• _Stated exercise_:
Please copy out the items below with "play-diagram reference" changed to "field sketch" each time it appears and everything else left as is. Omit the pictures from your copy.

• _Entries provided_:
* BEGIN *

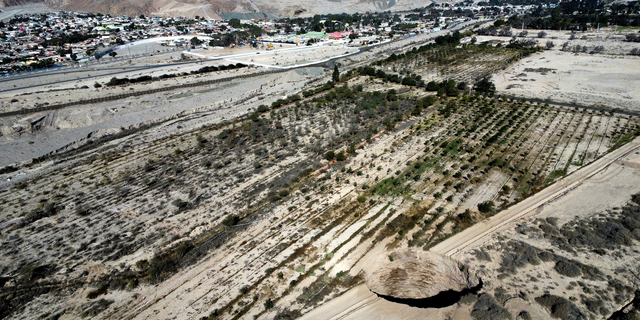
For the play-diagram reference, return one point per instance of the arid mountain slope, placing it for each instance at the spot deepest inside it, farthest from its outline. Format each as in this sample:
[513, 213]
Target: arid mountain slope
[8, 3]
[218, 8]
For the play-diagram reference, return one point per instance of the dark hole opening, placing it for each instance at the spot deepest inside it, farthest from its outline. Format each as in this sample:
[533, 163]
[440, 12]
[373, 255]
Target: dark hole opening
[441, 300]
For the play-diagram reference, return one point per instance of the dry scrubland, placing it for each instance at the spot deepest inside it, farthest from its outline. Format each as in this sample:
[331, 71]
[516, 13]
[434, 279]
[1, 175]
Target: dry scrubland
[217, 213]
[232, 220]
[592, 69]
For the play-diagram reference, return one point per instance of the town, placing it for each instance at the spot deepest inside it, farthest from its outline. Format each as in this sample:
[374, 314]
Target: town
[36, 41]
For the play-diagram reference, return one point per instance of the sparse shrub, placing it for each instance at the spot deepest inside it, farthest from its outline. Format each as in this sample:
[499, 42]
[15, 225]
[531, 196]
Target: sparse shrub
[568, 268]
[523, 315]
[487, 308]
[205, 162]
[92, 309]
[486, 207]
[560, 307]
[268, 304]
[330, 155]
[102, 289]
[181, 204]
[230, 220]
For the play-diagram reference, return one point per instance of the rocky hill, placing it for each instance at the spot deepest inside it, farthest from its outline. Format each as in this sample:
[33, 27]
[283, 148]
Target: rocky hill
[8, 3]
[230, 8]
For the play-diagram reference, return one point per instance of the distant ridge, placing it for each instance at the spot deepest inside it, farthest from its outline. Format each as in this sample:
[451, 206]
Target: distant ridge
[218, 9]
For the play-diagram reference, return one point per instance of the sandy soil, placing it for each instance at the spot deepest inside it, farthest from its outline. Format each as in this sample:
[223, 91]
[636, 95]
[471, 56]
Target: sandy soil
[583, 79]
[617, 176]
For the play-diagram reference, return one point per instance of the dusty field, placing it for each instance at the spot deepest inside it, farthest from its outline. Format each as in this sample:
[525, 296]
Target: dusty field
[483, 247]
[164, 199]
[589, 80]
[61, 128]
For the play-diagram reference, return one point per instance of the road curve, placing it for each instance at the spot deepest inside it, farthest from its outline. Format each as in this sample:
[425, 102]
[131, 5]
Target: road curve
[481, 229]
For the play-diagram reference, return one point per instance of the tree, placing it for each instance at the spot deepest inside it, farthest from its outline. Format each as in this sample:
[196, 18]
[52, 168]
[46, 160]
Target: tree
[485, 86]
[268, 304]
[432, 86]
[485, 207]
[549, 45]
[330, 155]
[408, 81]
[195, 41]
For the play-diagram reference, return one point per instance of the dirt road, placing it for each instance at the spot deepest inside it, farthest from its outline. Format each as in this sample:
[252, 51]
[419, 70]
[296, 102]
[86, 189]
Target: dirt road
[359, 302]
[530, 205]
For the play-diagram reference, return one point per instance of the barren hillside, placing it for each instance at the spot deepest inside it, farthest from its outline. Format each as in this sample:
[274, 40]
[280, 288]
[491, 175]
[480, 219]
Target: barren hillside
[217, 8]
[8, 3]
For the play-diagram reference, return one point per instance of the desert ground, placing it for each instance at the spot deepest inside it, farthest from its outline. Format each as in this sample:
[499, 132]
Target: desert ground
[267, 197]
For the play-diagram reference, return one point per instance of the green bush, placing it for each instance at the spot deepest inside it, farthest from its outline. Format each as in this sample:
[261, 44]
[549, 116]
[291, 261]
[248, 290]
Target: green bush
[330, 155]
[230, 220]
[268, 304]
[568, 268]
[560, 307]
[181, 204]
[487, 308]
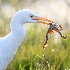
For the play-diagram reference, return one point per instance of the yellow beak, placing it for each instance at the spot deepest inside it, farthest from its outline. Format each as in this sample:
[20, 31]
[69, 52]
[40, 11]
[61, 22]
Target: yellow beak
[42, 20]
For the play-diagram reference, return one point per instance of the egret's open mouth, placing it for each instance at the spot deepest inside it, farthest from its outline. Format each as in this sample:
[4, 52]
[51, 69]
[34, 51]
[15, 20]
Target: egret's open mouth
[42, 20]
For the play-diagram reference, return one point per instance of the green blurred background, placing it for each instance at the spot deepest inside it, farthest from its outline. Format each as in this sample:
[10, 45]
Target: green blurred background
[29, 55]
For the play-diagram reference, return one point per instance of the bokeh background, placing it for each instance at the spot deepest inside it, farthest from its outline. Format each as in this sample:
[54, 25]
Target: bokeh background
[29, 55]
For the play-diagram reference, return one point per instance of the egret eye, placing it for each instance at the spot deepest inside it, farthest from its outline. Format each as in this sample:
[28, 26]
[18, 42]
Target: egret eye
[31, 16]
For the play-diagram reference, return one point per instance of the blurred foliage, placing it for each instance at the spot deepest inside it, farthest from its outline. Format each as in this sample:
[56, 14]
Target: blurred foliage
[29, 55]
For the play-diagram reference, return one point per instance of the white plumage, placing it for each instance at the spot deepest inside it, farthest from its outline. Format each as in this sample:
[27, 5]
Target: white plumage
[10, 43]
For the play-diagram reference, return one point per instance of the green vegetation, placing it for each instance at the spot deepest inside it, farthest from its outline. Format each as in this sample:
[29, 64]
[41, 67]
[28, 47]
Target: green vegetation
[30, 53]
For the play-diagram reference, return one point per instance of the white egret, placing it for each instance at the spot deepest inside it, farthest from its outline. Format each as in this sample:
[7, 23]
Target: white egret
[10, 43]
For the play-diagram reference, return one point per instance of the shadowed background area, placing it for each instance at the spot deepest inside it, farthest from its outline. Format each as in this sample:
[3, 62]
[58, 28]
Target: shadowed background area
[29, 54]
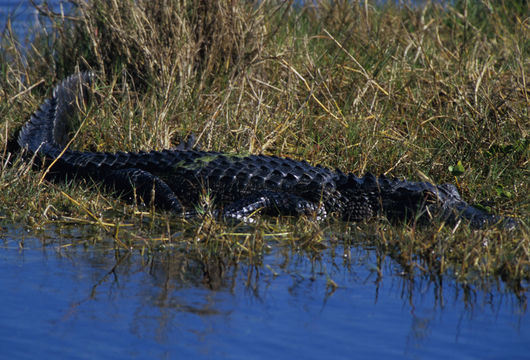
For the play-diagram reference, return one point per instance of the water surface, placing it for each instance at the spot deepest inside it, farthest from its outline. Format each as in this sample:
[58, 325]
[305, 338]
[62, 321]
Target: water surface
[88, 301]
[64, 297]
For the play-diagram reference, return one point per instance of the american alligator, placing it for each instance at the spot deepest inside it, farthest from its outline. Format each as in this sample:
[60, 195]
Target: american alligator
[238, 185]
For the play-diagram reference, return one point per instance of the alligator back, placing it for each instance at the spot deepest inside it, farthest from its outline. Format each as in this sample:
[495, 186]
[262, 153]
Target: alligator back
[240, 185]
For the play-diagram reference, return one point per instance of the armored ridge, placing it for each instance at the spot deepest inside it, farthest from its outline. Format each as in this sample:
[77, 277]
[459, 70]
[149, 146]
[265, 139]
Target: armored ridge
[238, 185]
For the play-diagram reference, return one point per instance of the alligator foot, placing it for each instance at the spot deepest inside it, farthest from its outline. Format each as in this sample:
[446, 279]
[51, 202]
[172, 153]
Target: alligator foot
[273, 203]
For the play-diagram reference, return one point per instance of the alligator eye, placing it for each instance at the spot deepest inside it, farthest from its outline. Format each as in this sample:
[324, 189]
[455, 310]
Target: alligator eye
[430, 197]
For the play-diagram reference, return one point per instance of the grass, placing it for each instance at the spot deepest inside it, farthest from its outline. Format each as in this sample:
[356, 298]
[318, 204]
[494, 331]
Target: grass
[422, 92]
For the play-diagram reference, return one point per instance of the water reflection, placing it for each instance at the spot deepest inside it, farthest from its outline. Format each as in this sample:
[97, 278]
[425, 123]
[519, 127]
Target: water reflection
[350, 300]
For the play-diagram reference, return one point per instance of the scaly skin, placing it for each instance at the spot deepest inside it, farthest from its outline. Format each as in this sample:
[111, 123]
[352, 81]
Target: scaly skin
[238, 185]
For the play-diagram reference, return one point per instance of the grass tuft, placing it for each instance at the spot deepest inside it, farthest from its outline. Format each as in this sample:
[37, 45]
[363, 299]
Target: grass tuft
[432, 91]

* END *

• _Solution for this problem_:
For the field sketch, return one point per instance of the arid mountain slope, placing it for each instance at the spot deepest inside it, farthest from its outline. Format each as in this sample:
[513, 213]
Target: arid mountain slope
[8, 3]
[218, 8]
For the field sketch, return one point per instance of the dark hole opening, placing it for each instance at the spot deepest inside it, farthest from its outline. Format each as in this sample:
[533, 163]
[440, 12]
[373, 255]
Target: dark hole opening
[441, 300]
For the field sketch, return one point per instance of the dry scrubland, placing it for each instance at the spot deepest inside it, farthest from its outline. Format each as in this sample:
[331, 71]
[516, 13]
[434, 279]
[1, 175]
Target: dry scrubland
[217, 213]
[232, 220]
[592, 69]
For the field sketch, return one point per instance of the town, placing it for each instance at the spot deepest inside it, farthest from its outline. Format each as in this sample:
[374, 314]
Target: town
[36, 41]
For the field sketch, return one point per instance of the sparse shrub, placing it for each instance at the spot deepest inside it, farthest from its outline. Format each as in this sample:
[499, 42]
[15, 225]
[531, 196]
Target: sparse shrub
[568, 268]
[523, 315]
[487, 308]
[205, 162]
[92, 309]
[486, 207]
[560, 307]
[268, 304]
[330, 155]
[102, 289]
[181, 204]
[230, 220]
For the field sketch, return one point per instance of the rocky hill, placing it for each instance at the spot deepest inside it, farthest from its outline. Format each as in this sample:
[33, 27]
[283, 148]
Target: rocky hill
[8, 3]
[230, 8]
For the field sketch, return one point per instance of the distant ridge, placing it for each instance at the spot deepest inside it, farthest from its outline. Format each as in this sample:
[451, 206]
Target: distant ridge
[218, 9]
For the field sketch, return one point per instance of the sandy soil, placing it for each instance at the spot deepest inside it, farthest from its outline. Format each as in this sample:
[223, 91]
[636, 95]
[471, 56]
Target: sandy soil
[583, 79]
[617, 176]
For the field sketch, return one point per instance of the dusty field, placing it for each instance at the spot deepest inside it, farthest from its outline. Format each as in this sample:
[525, 296]
Target: dusty field
[483, 247]
[164, 199]
[589, 80]
[61, 128]
For the field sketch, return one point per instance of the road curve, placing it for each instance at the spot deepest inside it, farthest from its outline. Format each as in this sample:
[425, 102]
[131, 5]
Target: road curve
[481, 229]
For the field sketch, return one point per instance of the tree, placing it for each instance at the spot deepest inside it, farthest from its outline. Format each as in this sample:
[196, 18]
[52, 168]
[46, 160]
Target: tree
[485, 86]
[268, 304]
[432, 86]
[485, 207]
[549, 45]
[330, 155]
[408, 81]
[195, 41]
For the field sketch, return one point per instance of the dirt road, placing it for each instance at the spot deepest inside it, farthest from its outline. Format each as in this sample:
[252, 51]
[419, 70]
[296, 102]
[86, 189]
Target: dirt road
[359, 302]
[530, 205]
For the field sketch, return one point per instance of the barren hillside, placing it for each instance at the spot deepest inside it, farthest from its outline. Format each as in this sample:
[274, 40]
[280, 288]
[491, 175]
[480, 219]
Target: barren hillside
[217, 8]
[8, 3]
For the field sketch, return one point per instance of the desert ground, placing it for each instance at the spot deepest inside it, farthest from its outline. Format each as in this sample:
[499, 132]
Target: desert ground
[267, 197]
For the field sketch, return one point per instance of the green bush, placing it for each instance at the spot deepest inside it, farthest from its outline. Format each as in this sample:
[261, 44]
[549, 116]
[291, 261]
[248, 290]
Target: green bush
[330, 155]
[230, 220]
[268, 304]
[568, 268]
[560, 307]
[181, 204]
[487, 308]
For the field sketch, return one point per instance of the yellow beak, placing it for each instance at the spot deepest inside it, farthest from its outline. Format each as in this sample:
[20, 31]
[69, 52]
[40, 11]
[61, 22]
Target: yellow beak
[42, 20]
For the field sketch, return one point per instance of the egret's open mouth, placing it for each instance at the spot deepest inside it, farthest from its outline. Format each as in this sample:
[4, 52]
[51, 69]
[34, 51]
[15, 20]
Target: egret's open mouth
[42, 20]
For the field sketch, return one point per instance of the green blurred background, placing it for each instance at the spot deepest inside it, farthest from its outline. Format each as in this sample:
[10, 45]
Target: green blurred background
[29, 55]
For the field sketch, return one point per instance of the bokeh background, placing it for each instance at the spot deepest inside it, farthest from its outline. Format each as in this sample:
[54, 25]
Target: bokeh background
[29, 55]
For the field sketch, return one point per instance of the egret eye, placing it for each instance at the spot deepest inside it, farthest from its outline. Format each as in this sample:
[28, 26]
[18, 42]
Target: egret eye
[31, 16]
For the field sketch, return one point per instance of the blurred foliage, placing it for each instance at the spot deepest inside it, farthest from its outline. Format each as in this sample:
[56, 14]
Target: blurred foliage
[29, 55]
For the field sketch, return one point per instance of the white plumage, placing it for each instance at the spot deepest inside it, farthest from its outline. Format each as in this sample:
[27, 5]
Target: white plumage
[10, 43]
For the field sketch, return one point per instance of the green vegetation, placing it for each instance at the spot deepest inside it, farthest from its outline. Format each as in this sample:
[29, 64]
[41, 67]
[28, 47]
Target: green vegetation
[30, 53]
For the field sketch, return one point per instance of the white egret, placing it for each instance at the spot deepest inside it, farthest from its outline. Format each as in this sample:
[7, 23]
Target: white egret
[10, 43]
For the field sketch, return one point per instance of the shadowed background area, placing it for each instance at the spot deepest inside it, farthest from its outline. Format each as in this sample:
[3, 62]
[58, 28]
Target: shadowed background area
[29, 54]
For the field sketch, return one point per instance of the water surface, placing it for each instance at the spot deepest inside it, farthest from its outline. Format each as in this sample:
[58, 325]
[305, 338]
[62, 321]
Target: water surface
[88, 301]
[64, 297]
For the field sketch, return one point per instance of the american alligator, placing it for each instance at the spot deepest inside it, farthest from its outline. Format each as in this sample:
[60, 195]
Target: american alligator
[238, 185]
For the field sketch, return one point per instance of the alligator back, placing it for each instance at the spot deepest inside it, farthest from its outline. Format each as in this sample:
[495, 186]
[262, 153]
Target: alligator back
[240, 185]
For the field sketch, return one point per instance of the armored ridge, placing it for each instance at the spot deepest inside it, farthest from its outline. Format each as in this sample:
[77, 277]
[459, 70]
[149, 146]
[265, 139]
Target: armored ridge
[238, 185]
For the field sketch, return one point per instance of the alligator foot, placing it for each instance at the spot deepest inside it, farthest from its outline. Format each as in this sample:
[446, 279]
[51, 202]
[172, 153]
Target: alligator foot
[273, 203]
For the field sketch, return one point per instance of the alligator eye, placing it for each instance at the spot deepest inside it, farthest from its outline. Format each as in this sample:
[324, 189]
[455, 310]
Target: alligator eye
[430, 197]
For the field sketch, return one point per instance of the grass, placing it for each instance at the spot deepest inside it, farthest from its outline. Format each as in this sample:
[356, 298]
[318, 204]
[494, 331]
Target: grass
[422, 92]
For the field sketch, return one point per instance of the water reflection, placing it for each instance at the spot deepest inside it, farthest from its outline. Format each as in this sample:
[97, 278]
[425, 123]
[519, 127]
Target: water reflection
[350, 300]
For the field sketch, return one point per instance of the scaly skin, placing it for each instance at the spot deepest inside it, farthest from its outline. Format each as in this sample:
[111, 123]
[352, 81]
Target: scaly skin
[238, 185]
For the field sketch, return one point per instance of the grass tuft, placing it for each instance at the spot deepest inside it, farthest from its outline. Format each as in this sample:
[37, 45]
[363, 299]
Target: grass tuft
[432, 91]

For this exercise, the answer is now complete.